RECORDS SHOWN:
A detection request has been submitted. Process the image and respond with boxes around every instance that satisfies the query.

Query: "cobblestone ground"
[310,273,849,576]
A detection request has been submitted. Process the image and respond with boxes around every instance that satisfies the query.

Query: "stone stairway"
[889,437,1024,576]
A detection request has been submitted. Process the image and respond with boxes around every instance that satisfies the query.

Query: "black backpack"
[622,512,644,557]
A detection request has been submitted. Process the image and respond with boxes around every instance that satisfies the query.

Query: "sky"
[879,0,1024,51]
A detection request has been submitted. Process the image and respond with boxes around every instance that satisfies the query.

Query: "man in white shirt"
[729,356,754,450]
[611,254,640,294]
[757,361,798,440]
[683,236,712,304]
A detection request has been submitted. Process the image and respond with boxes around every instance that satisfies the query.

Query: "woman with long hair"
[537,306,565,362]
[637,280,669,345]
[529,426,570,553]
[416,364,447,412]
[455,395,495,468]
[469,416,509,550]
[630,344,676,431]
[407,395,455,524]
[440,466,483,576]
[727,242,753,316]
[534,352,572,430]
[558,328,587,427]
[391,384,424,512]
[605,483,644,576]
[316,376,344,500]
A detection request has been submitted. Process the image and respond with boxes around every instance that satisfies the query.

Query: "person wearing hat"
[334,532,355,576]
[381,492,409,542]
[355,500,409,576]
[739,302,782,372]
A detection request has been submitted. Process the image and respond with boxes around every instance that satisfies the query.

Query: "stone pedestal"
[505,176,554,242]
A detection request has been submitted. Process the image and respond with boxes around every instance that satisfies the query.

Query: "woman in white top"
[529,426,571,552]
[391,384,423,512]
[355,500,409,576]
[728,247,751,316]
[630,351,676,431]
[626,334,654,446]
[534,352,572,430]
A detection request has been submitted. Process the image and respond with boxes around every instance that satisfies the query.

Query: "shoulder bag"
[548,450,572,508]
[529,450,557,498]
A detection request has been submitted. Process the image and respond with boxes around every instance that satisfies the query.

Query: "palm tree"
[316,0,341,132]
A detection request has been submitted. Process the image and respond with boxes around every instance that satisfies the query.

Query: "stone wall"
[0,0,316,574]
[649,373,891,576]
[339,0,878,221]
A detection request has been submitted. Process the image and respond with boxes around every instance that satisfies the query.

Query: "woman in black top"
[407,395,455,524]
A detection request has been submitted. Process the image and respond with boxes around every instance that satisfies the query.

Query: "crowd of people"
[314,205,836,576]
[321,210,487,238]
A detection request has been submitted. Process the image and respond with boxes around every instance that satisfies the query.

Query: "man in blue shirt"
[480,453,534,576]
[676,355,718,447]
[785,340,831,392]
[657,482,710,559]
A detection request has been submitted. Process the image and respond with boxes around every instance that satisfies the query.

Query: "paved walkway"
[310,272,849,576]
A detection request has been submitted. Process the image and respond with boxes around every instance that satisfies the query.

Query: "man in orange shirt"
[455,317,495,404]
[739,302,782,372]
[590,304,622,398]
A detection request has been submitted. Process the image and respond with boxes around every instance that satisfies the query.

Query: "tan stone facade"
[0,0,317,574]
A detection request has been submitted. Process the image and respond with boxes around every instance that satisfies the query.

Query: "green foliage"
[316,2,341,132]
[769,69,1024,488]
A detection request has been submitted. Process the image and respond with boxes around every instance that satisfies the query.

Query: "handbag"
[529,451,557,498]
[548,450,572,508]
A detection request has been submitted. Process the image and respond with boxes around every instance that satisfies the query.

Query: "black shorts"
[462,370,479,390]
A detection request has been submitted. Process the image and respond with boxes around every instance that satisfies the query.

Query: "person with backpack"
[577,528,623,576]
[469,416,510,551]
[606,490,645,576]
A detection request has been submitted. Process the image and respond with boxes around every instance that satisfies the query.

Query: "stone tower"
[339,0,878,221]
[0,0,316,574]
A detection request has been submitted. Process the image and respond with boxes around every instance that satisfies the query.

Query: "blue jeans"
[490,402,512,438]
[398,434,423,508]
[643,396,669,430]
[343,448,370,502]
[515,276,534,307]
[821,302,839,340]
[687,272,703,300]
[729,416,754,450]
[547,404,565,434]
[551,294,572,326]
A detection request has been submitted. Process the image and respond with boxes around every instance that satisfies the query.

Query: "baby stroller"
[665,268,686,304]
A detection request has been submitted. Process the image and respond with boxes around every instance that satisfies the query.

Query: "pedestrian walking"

WHAT TO DO: Put the lines of the listing above into a numbered list, starting at its first line and ending at the line containing "[889,437,1024,576]", both included. Leave out blank lines.

WRITTEN SOLUTION:
1. A detection request has been submitted. Process the image and respond with boxes around every instance that satisfies the query.
2. Query: "cobblestone ground"
3. [310,273,849,576]
4. A detection request has been submitted. Process the image and respond with boxes around every instance that satisfies the query.
5. Query: "stone stairway"
6. [889,437,1024,576]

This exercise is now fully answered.